Task: Copy out the data below word for word, beginning with the line that contains "Pretty please, detect the girl's eye in" and ending after the line that contains "[290,500,315,527]". Include both of those lines and nothing outside that span.

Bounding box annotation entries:
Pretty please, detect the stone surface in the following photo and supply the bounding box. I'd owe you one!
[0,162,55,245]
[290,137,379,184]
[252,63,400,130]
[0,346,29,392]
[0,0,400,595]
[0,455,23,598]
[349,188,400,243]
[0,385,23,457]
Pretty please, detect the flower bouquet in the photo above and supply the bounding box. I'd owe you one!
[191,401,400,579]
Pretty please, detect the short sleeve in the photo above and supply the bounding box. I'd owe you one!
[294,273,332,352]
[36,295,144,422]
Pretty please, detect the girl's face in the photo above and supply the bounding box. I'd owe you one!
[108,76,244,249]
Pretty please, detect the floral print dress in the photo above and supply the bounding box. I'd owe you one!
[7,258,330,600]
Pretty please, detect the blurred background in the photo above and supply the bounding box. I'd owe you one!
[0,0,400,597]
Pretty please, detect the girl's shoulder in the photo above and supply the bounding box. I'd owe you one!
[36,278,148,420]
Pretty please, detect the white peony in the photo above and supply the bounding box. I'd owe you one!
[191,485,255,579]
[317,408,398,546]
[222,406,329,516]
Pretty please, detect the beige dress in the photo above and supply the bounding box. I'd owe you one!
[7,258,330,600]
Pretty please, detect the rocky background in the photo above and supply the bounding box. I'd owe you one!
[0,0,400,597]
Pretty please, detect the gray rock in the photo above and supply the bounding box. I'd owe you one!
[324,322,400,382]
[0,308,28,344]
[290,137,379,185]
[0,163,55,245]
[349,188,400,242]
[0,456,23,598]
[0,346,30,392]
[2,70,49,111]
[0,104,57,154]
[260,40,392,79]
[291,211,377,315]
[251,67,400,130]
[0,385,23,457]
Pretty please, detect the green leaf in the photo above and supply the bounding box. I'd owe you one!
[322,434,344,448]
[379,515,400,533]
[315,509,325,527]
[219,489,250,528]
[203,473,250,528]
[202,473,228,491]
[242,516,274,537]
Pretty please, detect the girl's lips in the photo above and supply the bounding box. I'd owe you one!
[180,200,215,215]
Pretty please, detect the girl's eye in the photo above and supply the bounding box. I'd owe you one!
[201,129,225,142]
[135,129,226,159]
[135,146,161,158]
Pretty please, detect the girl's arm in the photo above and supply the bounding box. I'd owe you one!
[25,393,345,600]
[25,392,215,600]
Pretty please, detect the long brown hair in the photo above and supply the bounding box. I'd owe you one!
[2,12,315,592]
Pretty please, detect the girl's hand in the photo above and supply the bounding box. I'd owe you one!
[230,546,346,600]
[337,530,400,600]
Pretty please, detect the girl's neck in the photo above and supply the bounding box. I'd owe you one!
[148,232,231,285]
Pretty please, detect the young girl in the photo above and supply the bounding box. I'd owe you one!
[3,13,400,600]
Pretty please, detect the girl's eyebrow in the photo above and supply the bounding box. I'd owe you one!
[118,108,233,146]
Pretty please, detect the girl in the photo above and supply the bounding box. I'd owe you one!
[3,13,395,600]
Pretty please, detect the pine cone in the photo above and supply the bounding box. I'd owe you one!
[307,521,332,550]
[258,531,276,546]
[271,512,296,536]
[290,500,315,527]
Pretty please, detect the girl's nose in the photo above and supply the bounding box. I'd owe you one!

Output of the exercise:
Pretty please, detect the girl's eye in the photo above and supply the bounding box. I'd owe you one!
[201,129,225,142]
[135,129,226,159]
[135,146,161,158]
Pretty please, detect the girl's arm in the photo above and supply the bounding box. I'd owe you one!
[25,393,345,600]
[25,392,215,600]
Pretty please, detect the long brown hair in the photo above and supply the bounding box. I'd owe you one!
[2,12,315,592]
Pretty please, detect the girl's hand in the photo above and supply the bounding box. I'd owe you one!
[230,546,346,600]
[337,530,400,600]
Pretty please, detect the girl's neck in the photo above and supply the bounding box. I'd owe you one!
[148,232,231,285]
Pretty please, detect the young girl in the photo above and supply the bounding box. I'd owe you one!
[3,13,400,600]
Pretty please, detect the girl's eyebrow in the photo above and supply the bounding box. I'd owe you one!
[118,108,233,146]
Pretty please, detect the girl in the photo above and supply the bounding box. I'd owe you one!
[3,13,395,600]
Pretty please, detect the pine cone in the photo above and supply the bounding box. I'd owe you one!
[307,521,332,550]
[258,531,276,546]
[271,512,296,536]
[290,500,315,527]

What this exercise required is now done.